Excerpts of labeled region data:
□ □ □

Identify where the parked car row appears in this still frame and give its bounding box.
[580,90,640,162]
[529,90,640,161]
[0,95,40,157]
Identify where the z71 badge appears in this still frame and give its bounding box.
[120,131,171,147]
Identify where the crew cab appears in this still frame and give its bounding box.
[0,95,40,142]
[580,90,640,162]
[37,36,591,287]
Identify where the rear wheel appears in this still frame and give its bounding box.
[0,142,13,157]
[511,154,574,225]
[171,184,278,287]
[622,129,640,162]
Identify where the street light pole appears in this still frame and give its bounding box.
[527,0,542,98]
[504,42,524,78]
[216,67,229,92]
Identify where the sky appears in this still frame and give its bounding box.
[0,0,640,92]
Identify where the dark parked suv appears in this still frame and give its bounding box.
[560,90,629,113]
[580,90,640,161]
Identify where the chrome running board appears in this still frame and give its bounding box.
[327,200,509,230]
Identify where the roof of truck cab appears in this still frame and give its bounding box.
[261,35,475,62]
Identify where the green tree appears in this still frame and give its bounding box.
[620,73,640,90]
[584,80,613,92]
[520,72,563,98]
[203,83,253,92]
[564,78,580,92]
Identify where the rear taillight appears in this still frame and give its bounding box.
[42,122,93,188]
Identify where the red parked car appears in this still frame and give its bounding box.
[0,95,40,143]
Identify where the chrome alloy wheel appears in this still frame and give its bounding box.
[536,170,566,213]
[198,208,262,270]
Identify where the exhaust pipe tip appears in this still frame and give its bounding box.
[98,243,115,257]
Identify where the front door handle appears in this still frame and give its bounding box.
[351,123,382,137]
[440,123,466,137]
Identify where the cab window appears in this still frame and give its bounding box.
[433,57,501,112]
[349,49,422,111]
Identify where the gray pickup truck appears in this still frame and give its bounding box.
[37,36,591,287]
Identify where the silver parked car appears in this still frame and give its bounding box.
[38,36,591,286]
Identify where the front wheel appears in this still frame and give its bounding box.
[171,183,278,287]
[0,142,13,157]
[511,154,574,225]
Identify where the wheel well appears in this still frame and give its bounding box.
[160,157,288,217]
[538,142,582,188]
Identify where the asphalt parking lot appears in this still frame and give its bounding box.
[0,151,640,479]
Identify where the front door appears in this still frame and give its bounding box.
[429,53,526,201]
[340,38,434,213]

□ □ □

■ **Objective**:
Please copy all of the data above line for line, changing nothing.

■ **Result**:
Identify where the parked car row appears in this still frame and give its bounding box.
[580,90,640,162]
[529,90,640,161]
[0,95,40,157]
Identify where the z71 badge appears in this still frame and give its bounding box.
[120,131,171,147]
Identify where the crew cab appears in this still frame and give its bounding box.
[0,95,40,142]
[580,90,640,162]
[37,36,591,287]
Identify where the rear wheel appears in this still frame and give its bounding box.
[0,142,13,157]
[511,154,574,225]
[171,184,278,287]
[622,129,640,162]
Identify where the street light pole appears in this still frame and give its bounding box.
[527,0,542,98]
[504,42,524,78]
[216,67,229,92]
Identify where the sky appears in this still frame and give its bounding box.
[0,0,640,92]
Identify where the dark parked suv appears in this still frame and give its bounding box.
[560,90,629,113]
[580,90,640,161]
Identify where the chrome running board appears in this still frame and give its bounding box.
[327,200,509,230]
Identify where the roof of truck cab appears in this still frame and give its bounding box.
[261,35,475,62]
Identify where the green tree appears in this still frame and give its bounding box.
[620,73,640,90]
[584,80,613,92]
[520,72,563,98]
[203,83,253,92]
[564,78,580,92]
Identify where the rear taillight appears in this still frame and give its bounding box.
[42,122,93,188]
Identify where the red parked car appears in this still frame and give its bounding box.
[0,95,40,143]
Identify where the chrome alloy wheel appears in this still frame and give its bounding box.
[536,170,566,213]
[198,208,262,270]
Identify where the exhaust pipe tip appears in this still frame and give its bounding box.
[98,243,115,257]
Identify where the front door handle appears in this still frame and give its bounding box.
[351,123,382,137]
[440,123,466,137]
Identify where the cab window appears in this still frame and give its bounding box.
[433,57,501,112]
[349,49,422,111]
Identify where the gray pickup truck appears in this still frame and give its bounding box.
[37,36,591,287]
Identify where the silver parked car appears in this still frame and give its bounding box.
[38,36,591,286]
Identify where the front wheel appears in this still frame and give its bounding box.
[171,183,278,287]
[0,142,13,157]
[511,154,574,225]
Identify where the wheel well appears in this still frame and give its bounding box.
[160,157,288,217]
[538,142,582,188]
Identify where the asphalt parking lot appears in this still frame and give its bounding box.
[0,151,640,479]
Identify where the front door appears in this still frame and give its bounding box.
[429,53,526,201]
[340,38,434,213]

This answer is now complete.